• **Exercise aim**: Express the stretch of the entries below that opens with the line containing "book under open" and closes with the line containing "316, 422, 345]]", both ends included, as a JSON list of strings with one string per line and blank lines omitted.

• **Data**:
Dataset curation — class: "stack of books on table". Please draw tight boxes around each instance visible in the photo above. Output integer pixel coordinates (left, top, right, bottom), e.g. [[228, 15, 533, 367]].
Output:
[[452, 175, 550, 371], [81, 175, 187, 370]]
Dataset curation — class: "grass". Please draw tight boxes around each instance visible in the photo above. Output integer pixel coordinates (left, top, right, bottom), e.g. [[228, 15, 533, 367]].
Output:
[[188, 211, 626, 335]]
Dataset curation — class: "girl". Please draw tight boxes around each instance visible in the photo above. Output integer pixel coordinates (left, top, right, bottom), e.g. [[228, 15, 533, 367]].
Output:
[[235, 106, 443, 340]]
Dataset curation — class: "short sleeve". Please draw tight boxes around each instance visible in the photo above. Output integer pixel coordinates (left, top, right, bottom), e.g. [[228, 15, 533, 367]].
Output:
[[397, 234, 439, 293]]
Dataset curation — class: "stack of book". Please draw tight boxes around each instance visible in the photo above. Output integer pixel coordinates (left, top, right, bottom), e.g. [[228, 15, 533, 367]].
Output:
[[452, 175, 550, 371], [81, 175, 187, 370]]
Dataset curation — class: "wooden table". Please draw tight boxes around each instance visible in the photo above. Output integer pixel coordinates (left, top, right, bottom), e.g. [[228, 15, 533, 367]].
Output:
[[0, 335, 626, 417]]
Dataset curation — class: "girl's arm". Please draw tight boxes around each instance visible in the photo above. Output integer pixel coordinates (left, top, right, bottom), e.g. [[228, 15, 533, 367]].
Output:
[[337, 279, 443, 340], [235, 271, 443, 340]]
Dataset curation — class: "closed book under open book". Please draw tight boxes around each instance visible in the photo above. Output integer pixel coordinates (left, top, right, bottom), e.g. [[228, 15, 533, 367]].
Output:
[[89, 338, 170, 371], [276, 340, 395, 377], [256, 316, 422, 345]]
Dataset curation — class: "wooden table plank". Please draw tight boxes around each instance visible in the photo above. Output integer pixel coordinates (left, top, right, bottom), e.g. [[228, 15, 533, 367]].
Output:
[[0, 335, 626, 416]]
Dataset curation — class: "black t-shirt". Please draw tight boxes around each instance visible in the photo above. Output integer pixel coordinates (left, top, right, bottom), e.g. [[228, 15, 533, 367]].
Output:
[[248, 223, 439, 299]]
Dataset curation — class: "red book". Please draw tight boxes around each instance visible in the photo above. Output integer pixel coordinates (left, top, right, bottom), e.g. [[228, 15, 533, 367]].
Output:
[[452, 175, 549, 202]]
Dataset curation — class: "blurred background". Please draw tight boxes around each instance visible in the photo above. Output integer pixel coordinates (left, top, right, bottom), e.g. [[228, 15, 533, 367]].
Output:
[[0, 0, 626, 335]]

• **Solution to this problem**:
[
  "Dataset curation — class: \"closed book under open book\". Please draw tight boxes around each instance visible in the photo above. Output integer pixel coordinates (left, top, right, bottom), e.g. [[228, 15, 533, 367]].",
  "Output:",
  "[[89, 338, 170, 371], [276, 340, 395, 377], [256, 316, 422, 345]]"
]